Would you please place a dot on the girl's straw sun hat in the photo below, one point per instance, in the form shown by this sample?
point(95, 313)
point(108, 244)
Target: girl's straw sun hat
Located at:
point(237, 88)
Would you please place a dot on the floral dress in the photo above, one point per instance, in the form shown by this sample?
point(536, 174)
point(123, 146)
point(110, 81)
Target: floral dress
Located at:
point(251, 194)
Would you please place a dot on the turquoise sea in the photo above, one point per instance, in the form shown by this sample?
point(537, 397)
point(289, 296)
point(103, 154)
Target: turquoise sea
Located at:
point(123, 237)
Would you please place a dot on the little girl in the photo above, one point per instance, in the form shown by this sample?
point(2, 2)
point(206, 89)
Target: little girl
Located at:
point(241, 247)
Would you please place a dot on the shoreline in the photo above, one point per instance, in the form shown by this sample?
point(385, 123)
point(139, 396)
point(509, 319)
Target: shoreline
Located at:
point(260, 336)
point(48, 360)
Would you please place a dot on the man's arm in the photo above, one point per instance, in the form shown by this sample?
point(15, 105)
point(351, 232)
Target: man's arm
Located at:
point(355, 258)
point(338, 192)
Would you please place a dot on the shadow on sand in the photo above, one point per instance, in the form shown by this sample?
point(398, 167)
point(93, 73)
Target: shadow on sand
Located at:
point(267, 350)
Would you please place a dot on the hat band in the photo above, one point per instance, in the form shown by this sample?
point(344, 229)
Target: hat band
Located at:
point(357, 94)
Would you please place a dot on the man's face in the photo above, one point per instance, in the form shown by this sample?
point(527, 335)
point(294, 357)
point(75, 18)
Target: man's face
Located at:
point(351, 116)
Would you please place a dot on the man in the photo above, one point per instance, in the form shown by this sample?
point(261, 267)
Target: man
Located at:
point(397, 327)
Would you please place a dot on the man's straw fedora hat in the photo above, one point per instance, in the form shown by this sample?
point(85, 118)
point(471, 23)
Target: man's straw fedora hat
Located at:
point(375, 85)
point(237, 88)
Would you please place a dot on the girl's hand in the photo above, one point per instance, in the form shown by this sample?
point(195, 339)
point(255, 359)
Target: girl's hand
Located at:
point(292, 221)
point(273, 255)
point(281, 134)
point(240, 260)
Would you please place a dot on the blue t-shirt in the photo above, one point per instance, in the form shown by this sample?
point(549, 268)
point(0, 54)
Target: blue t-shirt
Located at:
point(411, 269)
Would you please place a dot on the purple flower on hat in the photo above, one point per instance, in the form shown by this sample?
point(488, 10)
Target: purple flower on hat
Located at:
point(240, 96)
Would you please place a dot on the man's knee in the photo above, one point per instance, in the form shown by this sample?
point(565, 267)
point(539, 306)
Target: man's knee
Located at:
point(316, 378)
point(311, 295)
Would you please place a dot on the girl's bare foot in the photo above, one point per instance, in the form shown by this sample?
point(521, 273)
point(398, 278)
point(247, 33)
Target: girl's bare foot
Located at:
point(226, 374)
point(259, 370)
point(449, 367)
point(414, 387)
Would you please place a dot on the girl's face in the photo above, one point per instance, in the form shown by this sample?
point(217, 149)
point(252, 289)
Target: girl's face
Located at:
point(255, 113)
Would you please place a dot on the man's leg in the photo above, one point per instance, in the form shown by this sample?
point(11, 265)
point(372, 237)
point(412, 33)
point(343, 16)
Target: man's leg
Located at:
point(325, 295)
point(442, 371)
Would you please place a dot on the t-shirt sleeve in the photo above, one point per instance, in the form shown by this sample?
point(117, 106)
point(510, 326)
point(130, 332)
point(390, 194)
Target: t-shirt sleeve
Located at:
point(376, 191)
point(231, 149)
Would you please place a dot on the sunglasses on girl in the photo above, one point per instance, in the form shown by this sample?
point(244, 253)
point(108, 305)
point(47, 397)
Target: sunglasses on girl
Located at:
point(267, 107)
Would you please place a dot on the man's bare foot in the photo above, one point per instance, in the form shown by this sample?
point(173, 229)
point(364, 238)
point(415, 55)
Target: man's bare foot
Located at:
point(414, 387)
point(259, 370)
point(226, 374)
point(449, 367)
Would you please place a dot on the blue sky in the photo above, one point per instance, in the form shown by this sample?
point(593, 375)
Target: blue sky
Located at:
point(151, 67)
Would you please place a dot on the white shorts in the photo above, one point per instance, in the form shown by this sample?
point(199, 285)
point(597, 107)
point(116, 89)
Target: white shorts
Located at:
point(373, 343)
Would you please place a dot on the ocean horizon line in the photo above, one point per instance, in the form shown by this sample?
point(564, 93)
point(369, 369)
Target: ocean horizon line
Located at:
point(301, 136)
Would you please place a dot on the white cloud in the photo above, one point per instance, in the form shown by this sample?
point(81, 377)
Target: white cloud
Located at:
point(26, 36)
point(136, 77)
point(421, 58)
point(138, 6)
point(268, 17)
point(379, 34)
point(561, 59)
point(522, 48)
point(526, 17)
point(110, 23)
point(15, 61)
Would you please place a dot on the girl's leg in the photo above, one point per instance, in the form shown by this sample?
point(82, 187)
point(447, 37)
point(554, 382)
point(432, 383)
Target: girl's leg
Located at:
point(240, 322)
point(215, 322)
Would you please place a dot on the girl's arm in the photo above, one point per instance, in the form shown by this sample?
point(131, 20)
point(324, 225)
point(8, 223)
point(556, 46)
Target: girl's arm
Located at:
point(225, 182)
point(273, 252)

> **Your instructions**
Please rewrite the listing above with every "place a dot" replaced by "put a mark", leaving everything else unchanged.

> **Answer to this exercise**
Would you please put a mark on the girl's straw sun hat in the photo below, one point per instance, in the form shown by this sample?
point(95, 313)
point(108, 244)
Target: girl's straw sun hat
Located at:
point(237, 88)
Would you please put a mark on the floral dress in the photo above, one point per instance, in the form shown by this sample?
point(536, 174)
point(123, 146)
point(110, 81)
Target: floral dress
Located at:
point(251, 194)
Would you please put a mark on the turquoise sea in the photo above, one point per instance, in the form shown by this sample?
point(537, 397)
point(289, 296)
point(103, 154)
Target: turquoise sea
Located at:
point(123, 237)
Would you please put a mark on the little girl in the photo above, one point per instance, in the form shown by this sample?
point(2, 2)
point(206, 89)
Target: little girl
Located at:
point(241, 247)
Would you please put a mark on the shoreline in the photo above, one point per instance, in the form shown by this sample?
point(385, 123)
point(139, 396)
point(509, 319)
Target: shoreline
Located at:
point(260, 336)
point(48, 360)
Would you please put a mark on the man's arm in the photo above, one point per instance, in the form shown by this sample?
point(15, 105)
point(351, 232)
Target: man's arm
Located at:
point(355, 258)
point(338, 192)
Would you please put a mark on the shadow on sand in the photo above, one point per instance, in the form shown by this sample?
point(398, 167)
point(93, 73)
Target: shadow on sand
Located at:
point(267, 350)
Would you please put a mark on the hat band in the photo above, one point per instance, in the form shown by this sample?
point(344, 229)
Target: hat band
Located at:
point(357, 94)
Would you please put a mark on the man's face in the photo above, one point per instance, in the form shown by this sample?
point(527, 335)
point(294, 357)
point(75, 18)
Target: man's face
Located at:
point(351, 116)
Would you please put a mark on the man in the photo above, one point per instance, in the form shown by this sample?
point(261, 267)
Target: man
Located at:
point(397, 327)
Would you please put a mark on the man's straw fedora hat in the photo above, one point per instance, in the form shown by this sample?
point(85, 118)
point(471, 23)
Target: man's straw fedora hat
Located at:
point(375, 85)
point(237, 88)
Would you please put a mark on the girl's hand in the photo above, one point per instance, in the form shown by this sample?
point(195, 339)
point(255, 359)
Target: girl's hand
Located at:
point(292, 221)
point(273, 255)
point(281, 134)
point(240, 260)
Would you please put a mark on the blue t-shirt in the photo above, one point per instance, in the form shown by this sample?
point(549, 268)
point(0, 54)
Target: blue t-shirt
Located at:
point(411, 269)
Would you please put a mark on the purple flower on hat in the photo above, one point per instance, in the form shown by this sample?
point(488, 10)
Target: purple flower on hat
Located at:
point(240, 96)
Would you please put a mark on the man's knee in the photo above, one point per instance, in the form shown by this sample?
point(565, 267)
point(539, 306)
Target: man's knee
Located at:
point(316, 378)
point(311, 295)
Would you please put a mark on the girl's bare foot in the photo above, one point per instance, in the form shown by this sample?
point(521, 273)
point(398, 278)
point(247, 33)
Target: girl's bare foot
Located at:
point(226, 374)
point(259, 370)
point(449, 367)
point(414, 387)
Would you please put a mark on the girl's face in the photo above, one point per instance, in the form shown by this sample?
point(217, 149)
point(252, 289)
Target: girl's face
Located at:
point(255, 113)
Would you please put a mark on the man's leg in the photo above, one point per instance, in the form shown by this sample?
point(11, 265)
point(372, 237)
point(412, 33)
point(343, 16)
Target: man's leg
Located at:
point(325, 295)
point(442, 371)
Would you please put a mark on the t-shirt sleeve in the photo above, one point per instance, in the form shown by this sample?
point(117, 106)
point(510, 326)
point(130, 332)
point(390, 194)
Target: t-shirt sleeve
Located at:
point(376, 191)
point(231, 149)
Would you please put a mark on the sunglasses on girl in the photo above, one point per instance, in the form shown by this sample?
point(244, 253)
point(108, 305)
point(47, 397)
Target: sunglasses on girl
Located at:
point(267, 107)
Would you please put a mark on the man's bare foot in the photo above, one point per instance, in the form shown by this sample?
point(173, 229)
point(364, 238)
point(415, 55)
Target: man's bare foot
Located at:
point(414, 387)
point(259, 370)
point(226, 374)
point(449, 367)
Would you please put a mark on the blue sky in the photo above, one point per instance, in the form shown by this sample?
point(593, 375)
Target: blue sky
Located at:
point(151, 67)
Would you please put a mark on the white shorts in the photo above, one point per instance, in the form shown by this sample?
point(199, 285)
point(597, 107)
point(116, 89)
Target: white shorts
Located at:
point(373, 343)
Would you please put a mark on the ocean horizon line in the photo above, one point per instance, in the form shown by this sample?
point(564, 93)
point(369, 369)
Target: ocean horizon line
Located at:
point(301, 136)
Would you please put a mark on the white cloud in the photo above, one point per instance, in the form shown by this sample?
point(81, 377)
Target: white cloud
Located at:
point(26, 36)
point(136, 77)
point(421, 58)
point(138, 6)
point(268, 17)
point(379, 34)
point(561, 59)
point(522, 48)
point(526, 17)
point(110, 23)
point(15, 61)
Would you please put a mark on the girl's leg in the photo above, one point per instance, in the form shown by this sample?
point(82, 187)
point(447, 37)
point(554, 382)
point(432, 383)
Target: girl's leg
Located at:
point(240, 322)
point(215, 322)
Would you please put a mark on the girl's arm in the photo above, one point per instance, in the form shown by this sample?
point(131, 20)
point(324, 225)
point(8, 223)
point(556, 46)
Target: girl's arm
Located at:
point(225, 182)
point(273, 252)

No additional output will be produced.